Given problem — Copy the entries below from the line containing "Target: parked car" through the last entry, with each request line unchanged, and shift every coordinate in the answer points up by 54.

>> start Data provided

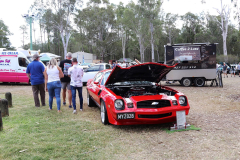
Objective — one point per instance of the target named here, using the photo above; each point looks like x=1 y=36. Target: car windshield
x=134 y=83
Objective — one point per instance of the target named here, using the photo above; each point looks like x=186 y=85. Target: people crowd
x=66 y=76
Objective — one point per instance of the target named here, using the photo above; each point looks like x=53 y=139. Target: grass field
x=37 y=133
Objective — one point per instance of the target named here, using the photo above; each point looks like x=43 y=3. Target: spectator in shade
x=76 y=74
x=225 y=70
x=65 y=81
x=53 y=73
x=35 y=72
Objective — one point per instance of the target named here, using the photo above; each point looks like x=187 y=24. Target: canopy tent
x=125 y=59
x=45 y=57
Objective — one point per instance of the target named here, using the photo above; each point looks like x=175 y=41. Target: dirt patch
x=215 y=110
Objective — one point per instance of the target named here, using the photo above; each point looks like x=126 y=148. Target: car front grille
x=154 y=104
x=155 y=116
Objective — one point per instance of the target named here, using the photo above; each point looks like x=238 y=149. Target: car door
x=96 y=87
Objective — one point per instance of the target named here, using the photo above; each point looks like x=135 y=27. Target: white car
x=90 y=72
x=84 y=66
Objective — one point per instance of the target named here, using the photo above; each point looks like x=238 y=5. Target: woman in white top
x=53 y=73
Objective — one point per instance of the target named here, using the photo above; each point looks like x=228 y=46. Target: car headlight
x=174 y=102
x=182 y=101
x=119 y=105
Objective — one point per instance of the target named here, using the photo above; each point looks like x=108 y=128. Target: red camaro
x=134 y=95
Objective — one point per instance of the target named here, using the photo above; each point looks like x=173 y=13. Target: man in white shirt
x=76 y=74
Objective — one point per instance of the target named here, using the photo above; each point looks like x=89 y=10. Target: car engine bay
x=129 y=91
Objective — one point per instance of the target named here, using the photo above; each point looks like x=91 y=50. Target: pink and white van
x=13 y=66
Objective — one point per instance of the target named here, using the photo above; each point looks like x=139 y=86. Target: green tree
x=23 y=29
x=4 y=32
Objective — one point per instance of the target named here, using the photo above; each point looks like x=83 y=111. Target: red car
x=134 y=95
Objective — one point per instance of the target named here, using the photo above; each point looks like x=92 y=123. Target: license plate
x=125 y=115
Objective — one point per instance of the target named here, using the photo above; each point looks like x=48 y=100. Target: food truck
x=13 y=66
x=196 y=63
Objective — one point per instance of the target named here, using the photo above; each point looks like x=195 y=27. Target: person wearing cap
x=35 y=72
x=65 y=81
x=76 y=74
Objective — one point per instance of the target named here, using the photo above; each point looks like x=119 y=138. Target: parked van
x=197 y=63
x=13 y=66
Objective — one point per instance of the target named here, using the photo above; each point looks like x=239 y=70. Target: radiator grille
x=154 y=104
x=155 y=116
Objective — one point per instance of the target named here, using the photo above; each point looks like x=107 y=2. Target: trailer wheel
x=199 y=82
x=186 y=82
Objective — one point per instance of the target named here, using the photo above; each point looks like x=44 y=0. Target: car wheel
x=104 y=117
x=186 y=82
x=199 y=82
x=90 y=102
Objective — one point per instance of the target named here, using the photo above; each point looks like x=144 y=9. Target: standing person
x=113 y=65
x=76 y=74
x=53 y=73
x=65 y=65
x=225 y=69
x=124 y=65
x=238 y=68
x=35 y=72
x=233 y=70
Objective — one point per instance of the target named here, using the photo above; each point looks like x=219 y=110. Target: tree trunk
x=4 y=107
x=1 y=126
x=8 y=96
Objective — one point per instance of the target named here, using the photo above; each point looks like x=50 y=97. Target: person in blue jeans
x=76 y=74
x=53 y=73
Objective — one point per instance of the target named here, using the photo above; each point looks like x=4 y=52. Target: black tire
x=90 y=102
x=186 y=82
x=104 y=116
x=199 y=82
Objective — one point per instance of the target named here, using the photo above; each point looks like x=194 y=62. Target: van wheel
x=186 y=82
x=199 y=82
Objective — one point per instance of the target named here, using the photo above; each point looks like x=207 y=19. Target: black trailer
x=197 y=63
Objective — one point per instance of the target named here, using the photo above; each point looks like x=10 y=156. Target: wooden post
x=8 y=96
x=4 y=107
x=1 y=127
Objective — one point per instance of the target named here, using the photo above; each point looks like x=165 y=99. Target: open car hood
x=153 y=72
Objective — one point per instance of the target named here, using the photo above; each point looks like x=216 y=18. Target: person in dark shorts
x=65 y=81
x=35 y=72
x=225 y=70
x=238 y=69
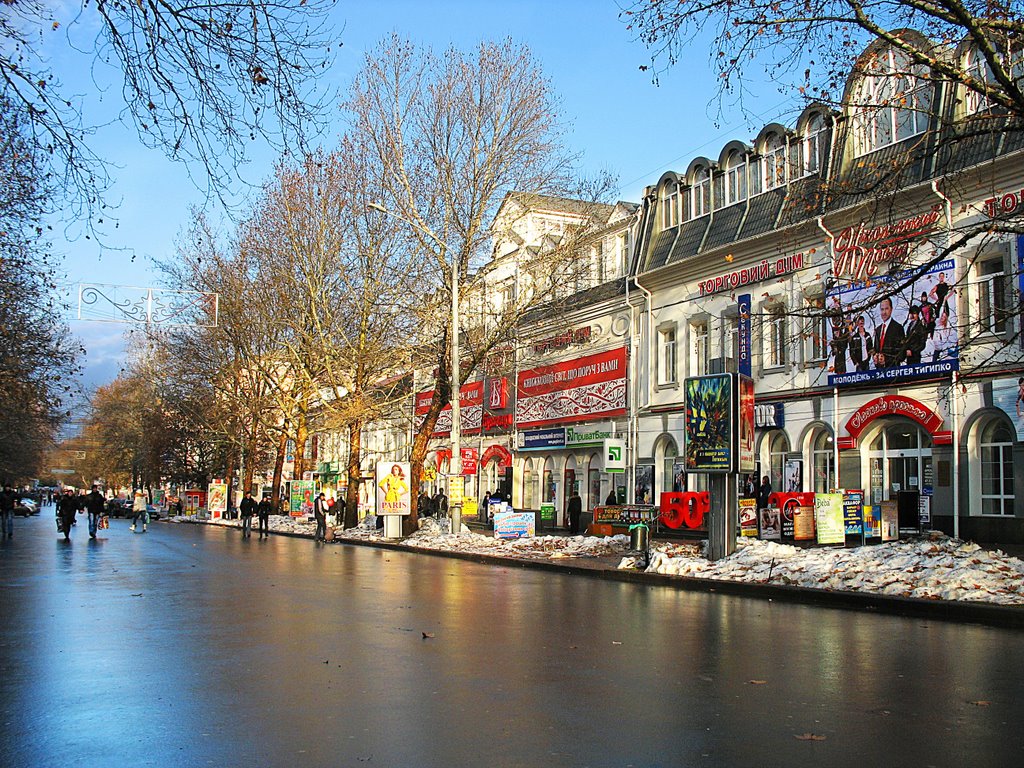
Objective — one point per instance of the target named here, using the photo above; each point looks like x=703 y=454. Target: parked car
x=27 y=507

>> end Data provided

Task solution —
Objective — one point per instance of the target named here, using the photo above; each point looks like x=703 y=454. Target: parked car
x=81 y=561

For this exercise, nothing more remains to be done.